==== RECORDS TO USE
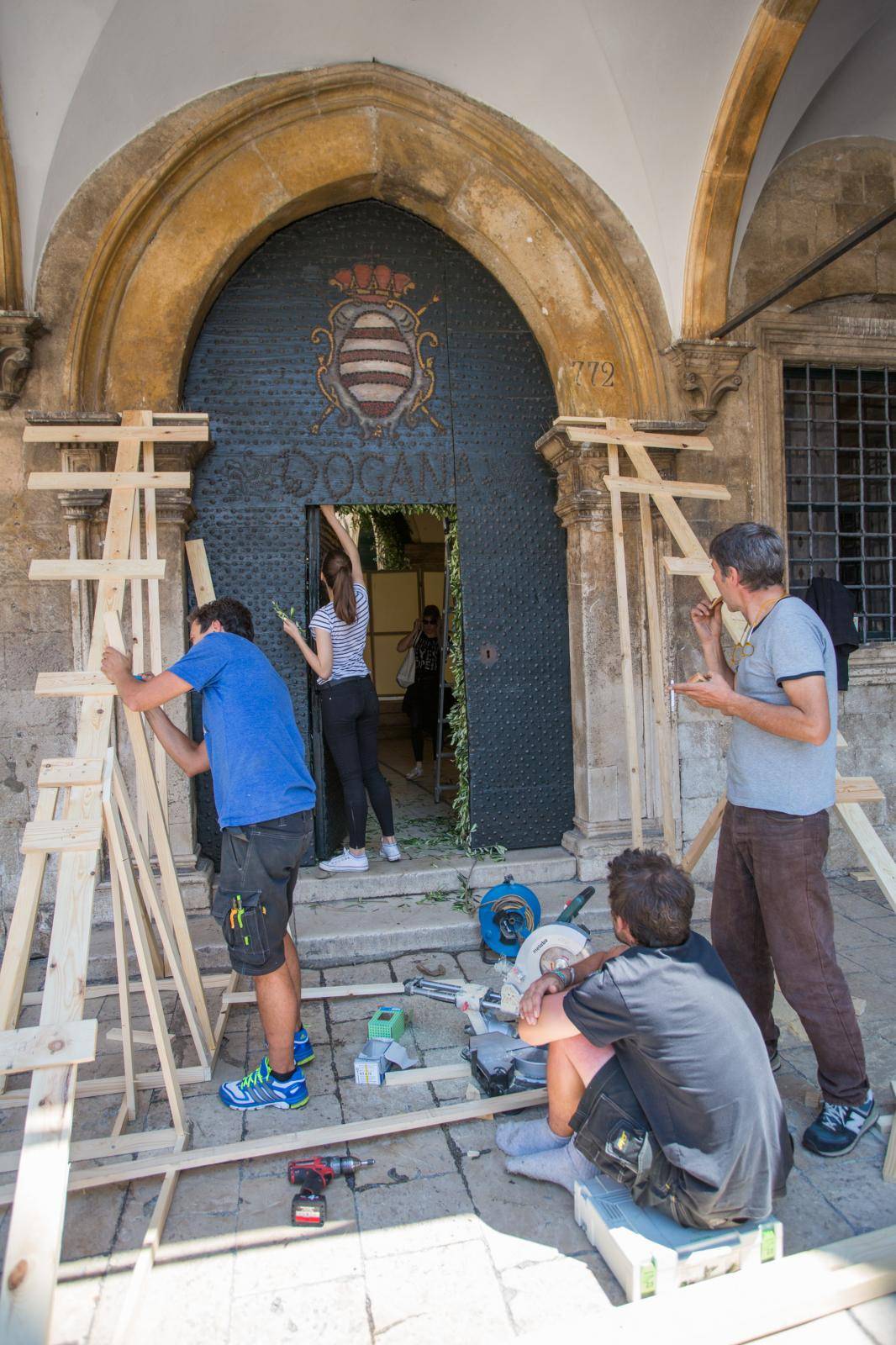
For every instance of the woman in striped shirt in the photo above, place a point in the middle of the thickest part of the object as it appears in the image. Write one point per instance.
(350, 709)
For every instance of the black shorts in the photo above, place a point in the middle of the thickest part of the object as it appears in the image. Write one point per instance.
(613, 1131)
(259, 869)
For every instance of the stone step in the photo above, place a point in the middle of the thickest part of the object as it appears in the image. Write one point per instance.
(345, 932)
(414, 876)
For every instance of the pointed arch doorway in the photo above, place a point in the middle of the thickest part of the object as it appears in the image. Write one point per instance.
(362, 356)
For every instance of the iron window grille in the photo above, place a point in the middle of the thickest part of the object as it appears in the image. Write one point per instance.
(840, 447)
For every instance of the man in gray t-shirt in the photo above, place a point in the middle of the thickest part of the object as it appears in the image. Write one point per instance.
(771, 908)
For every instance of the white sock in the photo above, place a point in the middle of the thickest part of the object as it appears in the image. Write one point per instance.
(526, 1137)
(564, 1167)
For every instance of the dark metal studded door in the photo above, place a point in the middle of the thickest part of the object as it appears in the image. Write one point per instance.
(362, 356)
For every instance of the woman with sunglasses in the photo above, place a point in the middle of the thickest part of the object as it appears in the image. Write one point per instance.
(349, 704)
(421, 697)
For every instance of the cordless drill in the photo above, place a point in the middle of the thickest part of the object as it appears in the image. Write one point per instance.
(313, 1176)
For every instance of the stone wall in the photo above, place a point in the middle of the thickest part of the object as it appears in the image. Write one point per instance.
(844, 314)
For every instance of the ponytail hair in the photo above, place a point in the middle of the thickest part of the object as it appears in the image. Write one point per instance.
(336, 569)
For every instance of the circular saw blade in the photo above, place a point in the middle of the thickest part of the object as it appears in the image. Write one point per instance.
(506, 915)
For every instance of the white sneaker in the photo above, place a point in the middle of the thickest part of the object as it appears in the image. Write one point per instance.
(345, 862)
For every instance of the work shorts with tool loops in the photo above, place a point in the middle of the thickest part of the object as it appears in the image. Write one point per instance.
(613, 1131)
(259, 871)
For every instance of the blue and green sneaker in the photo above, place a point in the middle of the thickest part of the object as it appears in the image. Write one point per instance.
(261, 1089)
(302, 1048)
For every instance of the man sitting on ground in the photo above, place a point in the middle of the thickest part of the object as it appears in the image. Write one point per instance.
(656, 1073)
(264, 795)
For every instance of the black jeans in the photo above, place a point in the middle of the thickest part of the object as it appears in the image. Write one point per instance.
(350, 713)
(421, 708)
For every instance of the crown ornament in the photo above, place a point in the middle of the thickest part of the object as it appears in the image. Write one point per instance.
(374, 284)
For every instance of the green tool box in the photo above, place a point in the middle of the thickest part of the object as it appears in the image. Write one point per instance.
(387, 1022)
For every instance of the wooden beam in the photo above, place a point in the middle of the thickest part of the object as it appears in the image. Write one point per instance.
(64, 569)
(74, 683)
(109, 481)
(704, 837)
(625, 643)
(112, 1147)
(134, 434)
(20, 935)
(603, 432)
(871, 847)
(428, 1073)
(35, 1226)
(689, 490)
(50, 837)
(61, 771)
(111, 1084)
(735, 1309)
(662, 728)
(687, 565)
(320, 1138)
(199, 571)
(38, 1048)
(373, 992)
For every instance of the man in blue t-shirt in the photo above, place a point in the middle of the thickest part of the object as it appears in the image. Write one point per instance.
(266, 798)
(771, 907)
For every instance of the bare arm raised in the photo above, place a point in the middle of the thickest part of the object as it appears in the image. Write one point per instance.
(346, 541)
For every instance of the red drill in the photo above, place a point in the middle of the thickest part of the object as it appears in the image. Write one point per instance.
(313, 1176)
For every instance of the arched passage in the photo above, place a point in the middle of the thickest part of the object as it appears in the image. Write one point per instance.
(296, 145)
(463, 394)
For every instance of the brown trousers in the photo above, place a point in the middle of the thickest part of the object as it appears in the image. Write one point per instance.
(772, 916)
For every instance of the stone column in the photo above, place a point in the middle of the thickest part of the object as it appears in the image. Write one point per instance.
(602, 822)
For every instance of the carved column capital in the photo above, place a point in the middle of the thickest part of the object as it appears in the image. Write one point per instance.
(708, 369)
(18, 334)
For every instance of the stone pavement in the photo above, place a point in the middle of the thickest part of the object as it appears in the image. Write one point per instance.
(436, 1242)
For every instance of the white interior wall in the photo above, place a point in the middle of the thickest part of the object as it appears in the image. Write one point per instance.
(629, 91)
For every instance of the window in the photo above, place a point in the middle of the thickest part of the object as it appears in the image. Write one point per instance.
(841, 511)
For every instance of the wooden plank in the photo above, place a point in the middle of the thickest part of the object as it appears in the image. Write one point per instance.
(381, 990)
(159, 755)
(689, 490)
(662, 728)
(64, 569)
(131, 435)
(87, 1150)
(320, 1138)
(428, 1073)
(119, 856)
(687, 565)
(145, 1259)
(109, 481)
(124, 990)
(140, 1039)
(871, 847)
(35, 1226)
(58, 771)
(74, 683)
(858, 789)
(606, 434)
(704, 837)
(625, 643)
(159, 911)
(38, 1048)
(889, 1157)
(199, 572)
(172, 901)
(20, 935)
(735, 1309)
(111, 1084)
(49, 837)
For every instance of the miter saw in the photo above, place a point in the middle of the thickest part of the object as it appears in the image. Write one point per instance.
(509, 919)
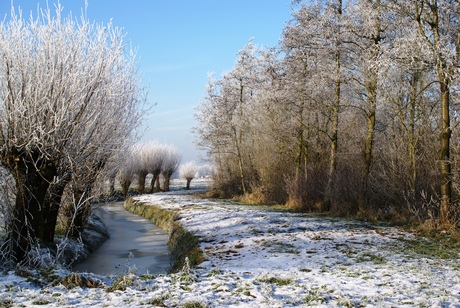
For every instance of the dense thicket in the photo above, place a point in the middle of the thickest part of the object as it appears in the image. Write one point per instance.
(353, 112)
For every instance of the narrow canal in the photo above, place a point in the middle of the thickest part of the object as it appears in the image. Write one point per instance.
(134, 243)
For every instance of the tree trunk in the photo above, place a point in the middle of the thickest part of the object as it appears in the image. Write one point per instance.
(189, 180)
(50, 210)
(445, 167)
(155, 176)
(141, 183)
(33, 175)
(166, 181)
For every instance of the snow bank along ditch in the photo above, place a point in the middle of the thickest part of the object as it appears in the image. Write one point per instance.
(182, 244)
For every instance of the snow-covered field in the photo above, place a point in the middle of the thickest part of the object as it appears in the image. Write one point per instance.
(261, 258)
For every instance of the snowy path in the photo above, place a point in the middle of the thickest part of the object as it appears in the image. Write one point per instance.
(259, 258)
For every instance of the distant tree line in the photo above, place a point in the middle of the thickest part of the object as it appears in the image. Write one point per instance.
(353, 112)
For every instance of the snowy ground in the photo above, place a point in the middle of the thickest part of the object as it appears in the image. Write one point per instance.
(260, 258)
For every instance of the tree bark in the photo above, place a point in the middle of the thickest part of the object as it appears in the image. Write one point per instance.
(33, 175)
(189, 180)
(445, 164)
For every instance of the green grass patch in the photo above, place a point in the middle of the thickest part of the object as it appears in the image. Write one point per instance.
(276, 281)
(370, 257)
(444, 248)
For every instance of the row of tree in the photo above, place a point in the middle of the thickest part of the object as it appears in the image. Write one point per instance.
(352, 112)
(70, 101)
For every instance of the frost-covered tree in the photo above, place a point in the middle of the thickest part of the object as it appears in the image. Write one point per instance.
(188, 172)
(69, 96)
(171, 162)
(437, 25)
(155, 154)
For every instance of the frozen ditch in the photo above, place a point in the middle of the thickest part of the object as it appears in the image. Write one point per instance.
(135, 245)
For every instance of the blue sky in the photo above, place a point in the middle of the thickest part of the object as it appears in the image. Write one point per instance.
(179, 42)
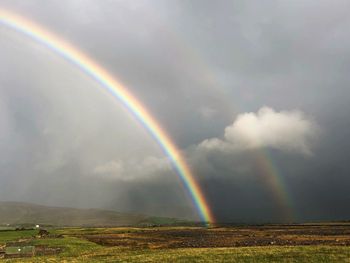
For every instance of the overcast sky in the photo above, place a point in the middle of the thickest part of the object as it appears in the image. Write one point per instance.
(252, 92)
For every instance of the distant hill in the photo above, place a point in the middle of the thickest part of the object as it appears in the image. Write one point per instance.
(24, 213)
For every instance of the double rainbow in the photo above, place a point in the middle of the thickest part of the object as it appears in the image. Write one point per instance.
(118, 91)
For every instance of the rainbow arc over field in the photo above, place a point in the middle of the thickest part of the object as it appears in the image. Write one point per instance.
(120, 92)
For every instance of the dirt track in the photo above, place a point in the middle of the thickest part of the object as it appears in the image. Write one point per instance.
(292, 235)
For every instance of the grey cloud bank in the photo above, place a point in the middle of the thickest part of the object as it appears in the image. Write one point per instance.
(199, 67)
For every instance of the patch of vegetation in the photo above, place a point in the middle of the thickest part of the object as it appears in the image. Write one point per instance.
(74, 247)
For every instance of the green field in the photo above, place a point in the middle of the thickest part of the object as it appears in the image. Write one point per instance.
(75, 247)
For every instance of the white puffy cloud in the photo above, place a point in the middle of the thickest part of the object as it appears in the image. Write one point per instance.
(131, 170)
(285, 130)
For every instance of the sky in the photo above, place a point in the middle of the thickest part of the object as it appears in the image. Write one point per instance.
(254, 93)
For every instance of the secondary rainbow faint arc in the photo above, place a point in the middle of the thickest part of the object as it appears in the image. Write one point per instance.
(120, 92)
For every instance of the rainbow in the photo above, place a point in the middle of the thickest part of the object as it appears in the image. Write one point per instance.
(272, 178)
(118, 91)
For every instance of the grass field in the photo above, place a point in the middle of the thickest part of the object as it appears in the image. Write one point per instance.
(327, 243)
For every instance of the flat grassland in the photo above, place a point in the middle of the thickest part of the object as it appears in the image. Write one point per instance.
(268, 243)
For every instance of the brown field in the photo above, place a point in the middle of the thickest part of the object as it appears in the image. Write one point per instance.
(279, 235)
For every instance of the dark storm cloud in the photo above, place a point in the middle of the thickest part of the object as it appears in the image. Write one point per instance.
(196, 65)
========
* **WORK ORDER**:
Copy exactly the lines from the one with "For every instance of the grass" through the last line of the material, keeping both ends.

* **THE ANSWER**:
For every instance of the grass field in the photo above, place a point in the middle of the thickest part of the object as it appears in the image. Write one point per instance.
(327, 243)
For every instance of the flat grassland in the photo above, place a point in the middle of the thickest part of the object as it appears in the image. Write one point per instance.
(268, 243)
For every instance of the brown field in the photo above, place a point in the middle of the thickest part of the object as it appears in the image. Write one point per instance.
(279, 235)
For every instance of the dark storm cloud in the photo above, place a point in the middle of the thickest part of the object as it appears in the image. Write one point per instance.
(196, 65)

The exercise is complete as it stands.